Work to be completed: In the forum thread below about reducing Ubuntu's memory footprint, roughly how much less memory does each Apache instance seem to use on Ubuntu than on CentOS?

Is there a way to reduce the memory footprint of Ubuntu 9

Is there a way to reduce the default memory footprint of Ubuntu 9.04?

Basically, my question is, Is the default install a bare bones instance? What/how

to reduce it if any at all.

TIA !

10 Replies

I haven't tried 9.04, but the default install of 8.04 LTS is very bare-bones. I believe they include only whatever is in the standard Ubuntu server install.

FWIW, I've been impressed with memory usage - for whatever reason, each Apache instance seems to use ~10MB less memory on Ubuntu vs. CentOS. This is based on numbers from top, which may not be exact but give a rough estimate (shared memory for each instance is comparable on both systems).

If you're running MySQL, there are tweaks that can be done to it to save memory if needed.

@jjeffus:

Is there a way to reduce the default memory footprint of Ubuntu 9.04?
Why yes! Install Debian 5.0 :D

250 MB base install, plus a bit of apt-pinning on the side if needs be…

Edit: if you mean that new fangled random access brouhaha: carefully tune your my.cnf (see /usr/share/doc/mysql-server-5.0/examples), php-fastcgi threads, replace Apache with Nginx/Lighttpd/etc., and use munin to see how it all performs over time.

Data lines:
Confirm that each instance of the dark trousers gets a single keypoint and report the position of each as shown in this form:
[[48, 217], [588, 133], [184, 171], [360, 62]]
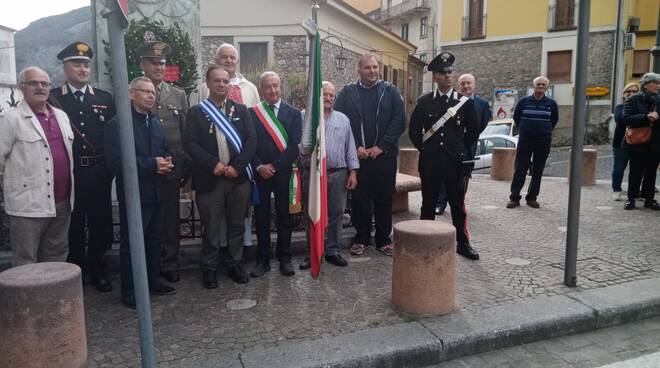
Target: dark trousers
[[153, 227], [532, 151], [455, 191], [621, 158], [642, 165], [92, 212], [279, 186], [170, 254], [372, 198]]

Result of this task: About 10 MB less per instance.